**** DOCUMENT SECTION
United States Marine Corps general

George William Smith Jr. is a retired lieutenant general in the United States Marine Corps who last served as commander of the I Marine Expeditionary Force from September 2021 to August 2023. He most recently served as the Deputy Commandant for Plans, Policies, and Operations until August 2021. He previously served as Senior Military Assistant to the United States Secretary of Defense, a position for which he was nominated by James Mattis in September 2018. He was commissioned in 1985 after graduating from the University of North Carolina at Chapel Hill, through a Naval ROTC program. He is the son of George W. Smith, who was a major general in the Marine Corps.

==Military career==
Smith was commissioned in the United States Marine Corps as a second lieutenant in 1985 following graduation from the NROTC program at the University of North Carolina at Chapel Hill. Smith graduated from The Basic School and the Infantry Officers Course, then reported to 2nd Battalion, 1st Marines where he served as a rifle platoon commander and later as the 81 mm Mortar Platoon Commander. He then transferred to 1st Battalion, 3rd Marines, serving as Logistics Officer and Rifle Company Commander. He has served staff billets including Series and Company Commander, Marine Corps Recruit Depot San Diego; Inspector-Instructor, 4th Force Reconnaissance Company; Future Operations Planner, I Marine Expeditionary Force G-3 and G-5; and Deputy Operations Officer, 1st Marine Division. As a lieutenant colonel, Smith assumed command of 1st Force Reconnaissance Company, during which he deployed twice in support of Operation Iraqi Freedom. From 2007 to 2010, Smith was the Commanding Officer, The Basic School in Quantico, Virginia.
********
**** PROVIDED DATA
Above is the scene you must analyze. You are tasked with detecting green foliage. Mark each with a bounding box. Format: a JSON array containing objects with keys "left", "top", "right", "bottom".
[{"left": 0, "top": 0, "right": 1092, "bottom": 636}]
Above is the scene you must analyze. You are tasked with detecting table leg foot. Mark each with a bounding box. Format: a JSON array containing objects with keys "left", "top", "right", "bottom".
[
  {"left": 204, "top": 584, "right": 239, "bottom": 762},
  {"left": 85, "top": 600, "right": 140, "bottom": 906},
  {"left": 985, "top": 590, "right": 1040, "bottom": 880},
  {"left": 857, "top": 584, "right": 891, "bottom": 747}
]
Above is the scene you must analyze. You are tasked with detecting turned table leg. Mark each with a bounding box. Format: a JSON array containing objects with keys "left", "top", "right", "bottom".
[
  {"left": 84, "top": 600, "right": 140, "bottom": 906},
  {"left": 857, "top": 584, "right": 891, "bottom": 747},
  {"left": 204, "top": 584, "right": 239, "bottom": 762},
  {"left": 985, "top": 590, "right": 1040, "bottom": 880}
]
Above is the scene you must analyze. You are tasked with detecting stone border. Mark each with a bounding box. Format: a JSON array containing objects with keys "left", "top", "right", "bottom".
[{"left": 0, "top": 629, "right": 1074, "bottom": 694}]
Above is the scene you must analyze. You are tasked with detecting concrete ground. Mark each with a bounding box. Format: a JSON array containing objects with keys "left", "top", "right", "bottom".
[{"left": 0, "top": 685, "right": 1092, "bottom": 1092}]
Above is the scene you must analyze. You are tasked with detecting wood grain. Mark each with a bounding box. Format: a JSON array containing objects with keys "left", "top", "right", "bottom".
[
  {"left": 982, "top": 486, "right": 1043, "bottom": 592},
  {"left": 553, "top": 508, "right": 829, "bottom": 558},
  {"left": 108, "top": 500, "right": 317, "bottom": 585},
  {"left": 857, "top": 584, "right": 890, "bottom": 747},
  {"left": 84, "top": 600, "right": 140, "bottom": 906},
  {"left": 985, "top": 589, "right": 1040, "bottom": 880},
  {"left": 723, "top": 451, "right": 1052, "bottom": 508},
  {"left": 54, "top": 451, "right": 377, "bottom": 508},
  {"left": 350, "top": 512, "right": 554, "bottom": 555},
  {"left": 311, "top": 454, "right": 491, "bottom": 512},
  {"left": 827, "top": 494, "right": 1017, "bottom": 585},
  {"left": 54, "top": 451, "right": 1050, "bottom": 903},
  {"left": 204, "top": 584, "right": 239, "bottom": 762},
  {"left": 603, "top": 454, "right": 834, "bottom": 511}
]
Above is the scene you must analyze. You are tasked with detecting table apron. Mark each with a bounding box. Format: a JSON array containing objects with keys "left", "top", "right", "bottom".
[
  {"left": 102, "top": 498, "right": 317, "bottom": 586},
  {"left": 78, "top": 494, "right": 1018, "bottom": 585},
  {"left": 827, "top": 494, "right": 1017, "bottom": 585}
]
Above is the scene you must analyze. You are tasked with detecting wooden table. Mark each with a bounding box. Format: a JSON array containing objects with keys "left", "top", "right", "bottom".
********
#### WHAT YOU WILL DO:
From the text on George William Smith Jr., copy the passage from "George William Smith" up to and including "the Marine Corps." word for word. These rows play no part in what comes next.

#### EXPECTED OUTPUT:
George William Smith Jr. is a retired lieutenant general in the United States Marine Corps who last served as commander of the I Marine Expeditionary Force from September 2021 to August 2023. He most recently served as the Deputy Commandant for Plans, Policies, and Operations until August 2021. He previously served as Senior Military Assistant to the United States Secretary of Defense, a position for which he was nominated by James Mattis in September 2018. He was commissioned in 1985 after graduating from the University of North Carolina at Chapel Hill, through a Naval ROTC program. He is the son of George W. Smith, who was a major general in the Marine Corps.